• _YOUR GOAL_
Return exactly the lines that run from the one containing "yellow flower center" to the end of the entries, with both ends included.

• _RECORDS SUPPLIED_
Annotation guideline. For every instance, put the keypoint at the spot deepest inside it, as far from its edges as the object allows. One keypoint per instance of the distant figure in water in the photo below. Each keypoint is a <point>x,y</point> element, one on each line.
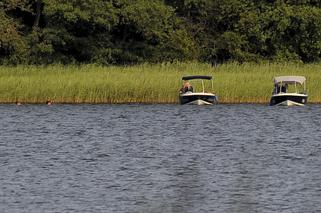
<point>187,87</point>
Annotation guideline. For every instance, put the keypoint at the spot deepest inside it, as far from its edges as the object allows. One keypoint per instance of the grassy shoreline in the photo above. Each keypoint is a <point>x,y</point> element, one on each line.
<point>233,83</point>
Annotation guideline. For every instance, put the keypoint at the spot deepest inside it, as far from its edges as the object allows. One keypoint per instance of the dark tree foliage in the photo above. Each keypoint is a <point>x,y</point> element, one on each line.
<point>137,31</point>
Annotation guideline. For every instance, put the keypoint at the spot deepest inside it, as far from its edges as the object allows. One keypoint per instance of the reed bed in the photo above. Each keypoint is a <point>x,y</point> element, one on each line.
<point>233,83</point>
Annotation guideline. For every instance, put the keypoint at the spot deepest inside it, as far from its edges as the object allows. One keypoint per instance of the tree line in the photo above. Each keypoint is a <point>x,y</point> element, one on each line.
<point>137,31</point>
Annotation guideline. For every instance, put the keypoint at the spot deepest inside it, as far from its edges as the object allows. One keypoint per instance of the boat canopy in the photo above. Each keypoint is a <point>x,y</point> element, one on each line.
<point>289,79</point>
<point>197,77</point>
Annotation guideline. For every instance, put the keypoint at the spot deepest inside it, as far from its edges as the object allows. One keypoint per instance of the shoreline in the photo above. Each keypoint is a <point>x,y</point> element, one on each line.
<point>147,83</point>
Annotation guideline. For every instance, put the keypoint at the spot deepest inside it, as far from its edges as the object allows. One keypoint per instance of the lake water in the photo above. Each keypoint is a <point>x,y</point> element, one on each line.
<point>160,158</point>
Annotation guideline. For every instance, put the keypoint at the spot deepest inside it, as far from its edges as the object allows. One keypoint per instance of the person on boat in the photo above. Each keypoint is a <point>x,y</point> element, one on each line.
<point>283,88</point>
<point>187,87</point>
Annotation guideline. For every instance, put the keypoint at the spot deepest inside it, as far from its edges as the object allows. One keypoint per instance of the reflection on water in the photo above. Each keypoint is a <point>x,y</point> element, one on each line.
<point>160,158</point>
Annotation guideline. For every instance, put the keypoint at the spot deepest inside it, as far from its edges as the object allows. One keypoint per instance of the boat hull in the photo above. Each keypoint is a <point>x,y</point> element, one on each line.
<point>290,99</point>
<point>198,99</point>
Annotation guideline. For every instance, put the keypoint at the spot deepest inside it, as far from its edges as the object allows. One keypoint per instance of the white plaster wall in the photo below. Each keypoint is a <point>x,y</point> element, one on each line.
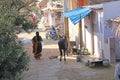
<point>111,9</point>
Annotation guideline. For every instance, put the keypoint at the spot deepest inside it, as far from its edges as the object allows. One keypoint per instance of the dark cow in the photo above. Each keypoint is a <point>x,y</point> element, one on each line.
<point>63,45</point>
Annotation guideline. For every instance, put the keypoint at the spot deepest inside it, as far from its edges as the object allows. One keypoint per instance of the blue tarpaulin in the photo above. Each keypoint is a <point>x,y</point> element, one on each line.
<point>77,14</point>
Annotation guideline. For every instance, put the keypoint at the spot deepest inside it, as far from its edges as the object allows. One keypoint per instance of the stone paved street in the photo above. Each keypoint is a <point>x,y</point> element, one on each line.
<point>53,69</point>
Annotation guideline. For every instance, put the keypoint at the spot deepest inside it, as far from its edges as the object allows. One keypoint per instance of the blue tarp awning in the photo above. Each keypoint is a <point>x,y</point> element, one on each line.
<point>77,14</point>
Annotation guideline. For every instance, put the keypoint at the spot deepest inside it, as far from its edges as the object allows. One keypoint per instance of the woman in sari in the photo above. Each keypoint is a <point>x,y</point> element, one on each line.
<point>37,45</point>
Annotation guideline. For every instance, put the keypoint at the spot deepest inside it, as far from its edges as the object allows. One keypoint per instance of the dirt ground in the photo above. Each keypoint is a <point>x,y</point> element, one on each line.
<point>69,70</point>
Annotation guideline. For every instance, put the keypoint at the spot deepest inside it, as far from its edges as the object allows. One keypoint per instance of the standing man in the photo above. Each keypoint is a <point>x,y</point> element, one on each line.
<point>37,45</point>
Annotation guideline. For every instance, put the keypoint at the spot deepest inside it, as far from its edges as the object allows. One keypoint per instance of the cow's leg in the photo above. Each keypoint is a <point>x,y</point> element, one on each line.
<point>64,55</point>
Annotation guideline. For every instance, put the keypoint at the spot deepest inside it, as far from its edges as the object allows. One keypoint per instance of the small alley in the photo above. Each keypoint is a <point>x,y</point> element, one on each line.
<point>50,68</point>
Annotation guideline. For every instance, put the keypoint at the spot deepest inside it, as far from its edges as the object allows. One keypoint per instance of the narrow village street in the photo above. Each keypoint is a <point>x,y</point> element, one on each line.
<point>48,68</point>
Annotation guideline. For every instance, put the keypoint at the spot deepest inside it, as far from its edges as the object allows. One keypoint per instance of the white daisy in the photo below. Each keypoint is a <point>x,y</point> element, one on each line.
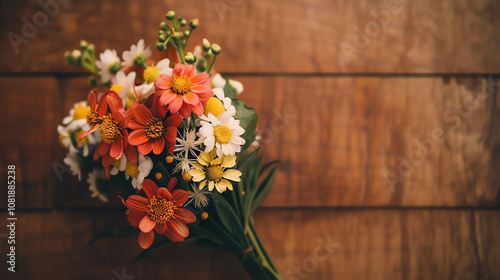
<point>222,132</point>
<point>77,118</point>
<point>123,85</point>
<point>109,65</point>
<point>137,55</point>
<point>220,82</point>
<point>199,196</point>
<point>94,178</point>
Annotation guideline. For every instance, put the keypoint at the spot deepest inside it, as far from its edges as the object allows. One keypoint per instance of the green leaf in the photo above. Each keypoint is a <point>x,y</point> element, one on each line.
<point>229,220</point>
<point>248,121</point>
<point>263,190</point>
<point>229,91</point>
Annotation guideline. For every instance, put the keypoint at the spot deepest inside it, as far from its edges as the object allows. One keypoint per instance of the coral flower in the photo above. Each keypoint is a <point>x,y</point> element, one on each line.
<point>113,131</point>
<point>161,211</point>
<point>150,131</point>
<point>184,92</point>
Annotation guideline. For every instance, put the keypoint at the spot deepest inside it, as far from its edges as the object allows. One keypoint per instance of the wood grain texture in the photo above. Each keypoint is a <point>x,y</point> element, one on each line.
<point>380,244</point>
<point>28,138</point>
<point>449,36</point>
<point>344,141</point>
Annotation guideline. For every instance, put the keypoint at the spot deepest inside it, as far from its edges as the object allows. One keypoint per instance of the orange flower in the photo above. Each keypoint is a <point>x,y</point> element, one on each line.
<point>113,131</point>
<point>159,211</point>
<point>151,131</point>
<point>184,92</point>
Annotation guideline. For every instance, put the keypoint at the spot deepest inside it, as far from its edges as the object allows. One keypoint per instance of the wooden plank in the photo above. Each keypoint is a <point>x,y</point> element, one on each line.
<point>28,137</point>
<point>344,141</point>
<point>300,36</point>
<point>487,224</point>
<point>380,244</point>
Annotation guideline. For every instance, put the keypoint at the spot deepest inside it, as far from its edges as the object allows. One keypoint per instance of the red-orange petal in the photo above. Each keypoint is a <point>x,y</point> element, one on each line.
<point>200,78</point>
<point>149,187</point>
<point>137,203</point>
<point>142,114</point>
<point>179,197</point>
<point>158,146</point>
<point>146,148</point>
<point>179,227</point>
<point>163,192</point>
<point>184,215</point>
<point>146,239</point>
<point>138,137</point>
<point>146,224</point>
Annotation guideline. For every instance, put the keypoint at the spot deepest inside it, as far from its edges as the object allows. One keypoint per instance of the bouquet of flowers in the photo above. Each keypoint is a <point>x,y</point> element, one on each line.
<point>173,140</point>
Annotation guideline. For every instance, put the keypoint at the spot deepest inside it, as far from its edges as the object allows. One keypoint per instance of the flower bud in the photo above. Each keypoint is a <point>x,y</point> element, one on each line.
<point>216,49</point>
<point>194,23</point>
<point>206,44</point>
<point>170,15</point>
<point>182,21</point>
<point>83,44</point>
<point>190,58</point>
<point>164,26</point>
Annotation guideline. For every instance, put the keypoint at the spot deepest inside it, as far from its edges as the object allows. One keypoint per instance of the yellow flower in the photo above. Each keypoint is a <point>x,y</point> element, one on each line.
<point>215,171</point>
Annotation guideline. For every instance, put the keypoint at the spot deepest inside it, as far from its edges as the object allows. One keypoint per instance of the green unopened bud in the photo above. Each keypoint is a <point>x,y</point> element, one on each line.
<point>114,68</point>
<point>182,21</point>
<point>161,46</point>
<point>76,54</point>
<point>69,57</point>
<point>206,44</point>
<point>194,23</point>
<point>83,44</point>
<point>201,65</point>
<point>170,15</point>
<point>140,61</point>
<point>190,58</point>
<point>216,49</point>
<point>164,26</point>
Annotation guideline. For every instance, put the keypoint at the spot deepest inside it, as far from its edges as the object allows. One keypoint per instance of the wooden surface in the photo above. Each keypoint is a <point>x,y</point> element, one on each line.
<point>448,36</point>
<point>341,129</point>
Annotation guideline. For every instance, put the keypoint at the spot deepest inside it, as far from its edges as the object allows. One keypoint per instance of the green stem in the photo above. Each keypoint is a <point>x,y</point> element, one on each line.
<point>260,251</point>
<point>211,65</point>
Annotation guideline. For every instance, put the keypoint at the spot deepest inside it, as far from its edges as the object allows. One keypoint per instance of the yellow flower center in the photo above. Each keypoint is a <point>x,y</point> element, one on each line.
<point>154,128</point>
<point>116,88</point>
<point>93,118</point>
<point>222,134</point>
<point>214,173</point>
<point>160,210</point>
<point>81,112</point>
<point>180,85</point>
<point>150,74</point>
<point>132,169</point>
<point>110,130</point>
<point>214,106</point>
<point>78,135</point>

• _WRITTEN RESPONSE_
Annotation guideline. For every instance, put the keypoint at the spot deepest inside it, as far from its edges as the object allows. One keypoint per instance of the yellow flower center in the photo above. Each keypoint is a <point>x,y</point> element, one on each line.
<point>154,128</point>
<point>116,88</point>
<point>93,118</point>
<point>222,134</point>
<point>214,173</point>
<point>160,210</point>
<point>81,112</point>
<point>180,85</point>
<point>150,74</point>
<point>132,169</point>
<point>110,130</point>
<point>214,106</point>
<point>78,135</point>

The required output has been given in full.